Aim of the task: What is needed here is every record, retyped without any change.

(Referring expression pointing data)
= = = = =
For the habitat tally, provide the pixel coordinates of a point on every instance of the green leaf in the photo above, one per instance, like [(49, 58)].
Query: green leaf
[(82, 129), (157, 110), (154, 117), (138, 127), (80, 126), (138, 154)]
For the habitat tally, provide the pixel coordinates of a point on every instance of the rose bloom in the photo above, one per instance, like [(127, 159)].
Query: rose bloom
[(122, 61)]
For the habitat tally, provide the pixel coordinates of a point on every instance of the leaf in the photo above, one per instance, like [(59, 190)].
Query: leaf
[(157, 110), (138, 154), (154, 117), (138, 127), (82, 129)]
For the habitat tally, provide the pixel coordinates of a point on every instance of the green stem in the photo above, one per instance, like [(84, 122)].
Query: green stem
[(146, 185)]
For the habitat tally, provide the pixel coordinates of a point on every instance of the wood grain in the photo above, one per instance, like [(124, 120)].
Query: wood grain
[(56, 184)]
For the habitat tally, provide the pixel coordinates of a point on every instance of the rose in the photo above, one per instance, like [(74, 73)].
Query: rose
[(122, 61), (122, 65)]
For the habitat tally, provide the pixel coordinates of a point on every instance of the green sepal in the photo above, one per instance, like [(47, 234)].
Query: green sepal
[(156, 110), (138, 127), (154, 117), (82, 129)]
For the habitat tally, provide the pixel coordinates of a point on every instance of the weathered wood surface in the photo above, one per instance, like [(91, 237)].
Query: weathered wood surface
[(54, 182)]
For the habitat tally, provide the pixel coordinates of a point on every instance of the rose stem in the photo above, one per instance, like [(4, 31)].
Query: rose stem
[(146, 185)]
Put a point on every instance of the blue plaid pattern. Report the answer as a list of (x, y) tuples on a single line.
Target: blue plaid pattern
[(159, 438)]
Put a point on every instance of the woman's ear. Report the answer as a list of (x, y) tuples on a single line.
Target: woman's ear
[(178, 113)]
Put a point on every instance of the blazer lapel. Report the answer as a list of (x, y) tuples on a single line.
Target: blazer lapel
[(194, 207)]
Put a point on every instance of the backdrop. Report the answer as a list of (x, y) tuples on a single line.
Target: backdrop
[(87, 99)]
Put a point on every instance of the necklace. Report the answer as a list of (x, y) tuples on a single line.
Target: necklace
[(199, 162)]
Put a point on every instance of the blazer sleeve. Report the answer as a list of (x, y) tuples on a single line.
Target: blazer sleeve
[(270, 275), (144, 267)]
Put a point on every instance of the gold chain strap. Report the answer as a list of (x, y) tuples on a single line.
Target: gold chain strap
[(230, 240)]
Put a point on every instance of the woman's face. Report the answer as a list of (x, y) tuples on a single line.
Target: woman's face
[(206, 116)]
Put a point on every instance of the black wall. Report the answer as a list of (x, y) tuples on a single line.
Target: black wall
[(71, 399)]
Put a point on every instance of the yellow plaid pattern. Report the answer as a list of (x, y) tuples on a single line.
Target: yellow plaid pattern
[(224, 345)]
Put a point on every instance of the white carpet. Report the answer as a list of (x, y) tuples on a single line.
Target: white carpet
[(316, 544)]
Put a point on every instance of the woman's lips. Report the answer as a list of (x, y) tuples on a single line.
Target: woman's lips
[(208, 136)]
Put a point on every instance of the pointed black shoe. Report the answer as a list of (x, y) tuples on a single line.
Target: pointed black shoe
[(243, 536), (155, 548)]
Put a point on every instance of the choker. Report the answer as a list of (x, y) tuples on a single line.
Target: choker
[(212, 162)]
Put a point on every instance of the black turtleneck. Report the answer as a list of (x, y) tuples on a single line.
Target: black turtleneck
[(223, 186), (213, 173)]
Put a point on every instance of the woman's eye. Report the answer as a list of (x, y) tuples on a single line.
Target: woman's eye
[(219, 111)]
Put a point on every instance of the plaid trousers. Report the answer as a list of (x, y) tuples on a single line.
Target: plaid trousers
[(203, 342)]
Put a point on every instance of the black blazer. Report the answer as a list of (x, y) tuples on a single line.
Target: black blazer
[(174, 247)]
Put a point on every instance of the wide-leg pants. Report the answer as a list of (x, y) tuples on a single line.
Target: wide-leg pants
= = = = =
Answer box:
For the habitat tally, provide the pixel coordinates of a point on every instance of the green leaf in the photo above, one per instance, like [(49, 58)].
Query: green leaf
[(82, 129), (157, 110), (154, 117), (138, 127), (80, 126), (138, 154)]
For the habitat tally, provide the pixel coordinates of a point on every instance of the rose bloom in the photo above, one per instance, like [(127, 159)].
Query: rose bloom
[(122, 61)]
For the habitat tally, provide the pixel coordinates of a point on every instance of the leaf in the photo above, one per instance, like [(59, 190)].
Query: leaf
[(157, 110), (138, 154), (154, 117), (138, 127), (82, 129)]
For the habitat tally, provide the pixel coordinates of a point on every instance of the green stem in the photo above, one per instance, like [(84, 122)].
Query: green stem
[(146, 185)]
For the habitat tally, provide the pixel coordinates of a point on every instance of the wood grain in the photo above, one per instance, like [(124, 120)].
Query: wood grain
[(56, 184)]
For the habitat tally, provide the pixel coordinates of a point on every instance of the rose in the photo above, one per instance, like [(74, 73)].
Query: rose
[(122, 61), (122, 65)]
For the habitat tally, provide the pixel coordinates of a point on every instance of the green sepal in the photo above, one per instance, like [(47, 234)].
Query: green sepal
[(156, 110), (138, 127), (154, 117), (82, 129)]
For the habitat tally, provide the pixel coordinates of a point on every instance of the weathered wood surface in the photo above, one per instance, like [(91, 237)].
Query: weathered wood surface
[(54, 182)]
For the habitat tally, provide the pixel coordinates of a point on every instance of the rose stem in the photo above, one per instance, like [(4, 31)].
Query: rose stem
[(146, 185)]
Put a point on every instance of the blue plaid pattern. Report the answer as a list of (x, y) tuples on a single line.
Target: blue plaid pattern
[(159, 438)]
Put a point on every instance of the woman's ear. Report the answer as a list of (x, y) tuples on a single line.
Target: woman's ear
[(178, 113)]
Put a point on every instance of the blazer lapel. Report the answer as a list of (x, y) tuples on a single line.
Target: blazer lapel
[(194, 207)]
Put a point on every instance of the backdrop. Report the answer as a list of (x, y) tuples on a single line.
Target: backdrop
[(87, 99)]
Put a point on every instance of the necklace. Report the answer as a list of (x, y) tuples on a single line.
Target: necklace
[(199, 162)]
Put a point on every instance of the blazer sleeve. Report the answer as a list of (x, y) tuples on a single line.
Target: blazer sleeve
[(270, 275), (144, 267)]
Put a point on every instance of the gold chain strap. Report the answer as a list of (x, y) tuples on a single line.
Target: gold chain strap
[(230, 240)]
Put a point on every instance of the woman's face. Report the answer as a list of (x, y) tuples on a single line.
Target: woman's face
[(206, 116)]
Put a point on every instance of the black wall. Report the answer as a list of (x, y) tuples on a single line.
Target: black wall
[(71, 399)]
Put a point on every instance of the yellow plaid pattern. Report the answer as a list of (x, y) tuples on a single line.
Target: yellow plaid pattern
[(224, 345)]
Put a point on every instance of the white carpet. Report the answer as a list of (x, y) tuples on a single line.
Target: white carpet
[(316, 544)]
Put a point on every instance of the woman's lips. Report the answer as a list of (x, y) tuples on a single line.
Target: woman's lips
[(208, 136)]
Put a point on every instance of the pointed black shoe. Report the answer as a list of (x, y) tuples on a single line.
Target: pointed black shoe
[(243, 536), (155, 548)]
Put a point on every instance of the choker. Report the answer as a list of (x, y) tuples on a single line.
Target: choker
[(212, 162)]
Put a point on every instance of the black turtleneck. Report the answer as a list of (x, y) tuples on a single line.
Target: black turtleneck
[(223, 186), (213, 173)]
Put a point on every instance of the woman's eye. Report the answer as a list of (x, y) tuples on a single line.
Target: woman's eye
[(219, 111)]
Put a point on every instance of the plaid trousers. Report the answer as a list of (x, y) tuples on a single line.
Target: plaid trousers
[(203, 342)]
Put a point on every instance of the black blazer. Report the answer as a list of (x, y) tuples on a single line.
Target: black blazer
[(174, 247)]
Put a point on every instance of the wide-leg pants. Report the answer as a list of (x, y) tuples on a single line.
Target: wide-leg pants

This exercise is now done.